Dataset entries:
>> Start

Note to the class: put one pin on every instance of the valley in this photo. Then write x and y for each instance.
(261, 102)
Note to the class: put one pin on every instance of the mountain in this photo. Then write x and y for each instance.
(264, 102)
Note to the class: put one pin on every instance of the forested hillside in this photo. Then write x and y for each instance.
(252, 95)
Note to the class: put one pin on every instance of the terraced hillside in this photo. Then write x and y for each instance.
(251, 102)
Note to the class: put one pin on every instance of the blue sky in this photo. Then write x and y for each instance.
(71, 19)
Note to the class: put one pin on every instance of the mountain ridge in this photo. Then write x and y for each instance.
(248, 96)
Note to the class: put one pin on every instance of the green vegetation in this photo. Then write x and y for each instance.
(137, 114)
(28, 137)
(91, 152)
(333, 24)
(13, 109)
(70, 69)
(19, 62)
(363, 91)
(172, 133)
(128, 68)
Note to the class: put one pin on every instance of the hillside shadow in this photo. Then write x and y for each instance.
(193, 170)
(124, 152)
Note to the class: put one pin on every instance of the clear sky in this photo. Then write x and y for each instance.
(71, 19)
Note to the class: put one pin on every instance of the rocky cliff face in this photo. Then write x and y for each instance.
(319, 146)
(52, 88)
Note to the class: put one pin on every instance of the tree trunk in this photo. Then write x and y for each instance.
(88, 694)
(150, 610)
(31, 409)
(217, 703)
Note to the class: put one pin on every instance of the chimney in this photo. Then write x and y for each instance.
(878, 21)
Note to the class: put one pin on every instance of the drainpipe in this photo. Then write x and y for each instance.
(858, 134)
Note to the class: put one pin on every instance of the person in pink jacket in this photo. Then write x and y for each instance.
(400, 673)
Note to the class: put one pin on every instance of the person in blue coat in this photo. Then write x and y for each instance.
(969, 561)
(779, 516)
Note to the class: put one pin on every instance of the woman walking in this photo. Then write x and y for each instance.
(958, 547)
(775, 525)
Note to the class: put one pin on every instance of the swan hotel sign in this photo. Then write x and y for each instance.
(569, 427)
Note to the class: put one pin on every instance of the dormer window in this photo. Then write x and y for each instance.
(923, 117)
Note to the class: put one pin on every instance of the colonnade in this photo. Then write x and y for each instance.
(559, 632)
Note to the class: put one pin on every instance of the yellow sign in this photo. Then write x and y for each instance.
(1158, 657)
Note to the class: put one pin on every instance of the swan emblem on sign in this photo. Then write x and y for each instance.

>> End

◆ PROBLEM DETAILS
Convert the records above into a JSON list of strings, with each line as its own string and blank lines omitted.

◆ RESULT FOR THIS TASK
[
  "Note to the class: put one pin on every instance of the valley in this photo. Then write x and y for each instance.",
  "(261, 102)",
  "Note to the class: put one pin on every instance of the mountain in this photo. Then write x and y for each instance.",
  "(264, 102)",
  "Note to the class: put one pin on every instance of the forested hillside in this photo. Then write x and y for each instance.",
  "(252, 95)",
  "Note to the class: put one pin on every instance of the terraced hillside in this photo. Then write x and y for each instance.",
  "(251, 102)",
  "Note to the class: put one pin on every instance of the blue sky in this photo. Then write x and y for each instance.",
  "(71, 19)",
  "Note to the class: put one pin on every instance of the mountain ridge in this photo. Then write x and y for each instance.",
  "(248, 96)",
  "Note to the class: put one pin on every instance of the green vegetation in this photo. Then write x and y for each instance.",
  "(137, 114)",
  "(28, 137)",
  "(91, 152)",
  "(333, 24)",
  "(13, 109)",
  "(70, 69)",
  "(19, 62)",
  "(363, 91)",
  "(172, 133)",
  "(128, 68)",
  "Note to the class: put one pin on every instance of the hillside shadow in this photo. Then write x and y for each instance.",
  "(193, 170)",
  "(124, 152)",
  "Note to the class: put one pin on every instance of the clear sky in this photo. Then write x and y for each instance.",
  "(71, 19)",
  "Note to the class: put one pin on every instance of the rocky cliff face in this photo. Then write x and y for each instance.",
  "(319, 146)",
  "(52, 88)",
  "Note to the class: put one pin on every instance of the tree trunk in this photo. Then write x and y for each instance.",
  "(88, 694)",
  "(150, 610)",
  "(31, 409)",
  "(217, 703)",
  "Note to the class: put one pin on every instance of the chimney in this photo. Then write x and y for each instance.",
  "(878, 21)",
  "Note to the class: put one pin on every instance of the drainpipe in this photo. Then write x and y for each instance.",
  "(858, 134)",
  "Note to the class: put one pin on every instance of the person in pink jacket in this photo. Then write x and y for each instance.",
  "(400, 673)",
  "Note to the class: put one pin on every instance of the person in blue coat in this photo. Then write x and y for each instance.",
  "(969, 561)",
  "(779, 516)",
  "Note to the class: put one pin on every instance of the woman walking in this photo. Then write x and y for each instance.",
  "(958, 547)",
  "(775, 525)",
  "Note to the class: put one pin on every instance of the swan hotel sign in this photo. Then write x and y for each instance.",
  "(569, 427)",
  "Note to the class: put one pin on every instance of the dormer window in this photo. Then write x and y for each instance.",
  "(923, 117)",
  "Note to the class: put one pin on every instance of the colonnade in this photo. Then write x and y for each instance.",
  "(559, 632)",
  "Note to the class: put one pin on every instance of the yellow sign in this photo. Then write x and y for each instance.",
  "(1158, 657)",
  "Note to the class: put one pin on every instance of the swan emblem on sign in this photo. Then write x and y for each instance."
]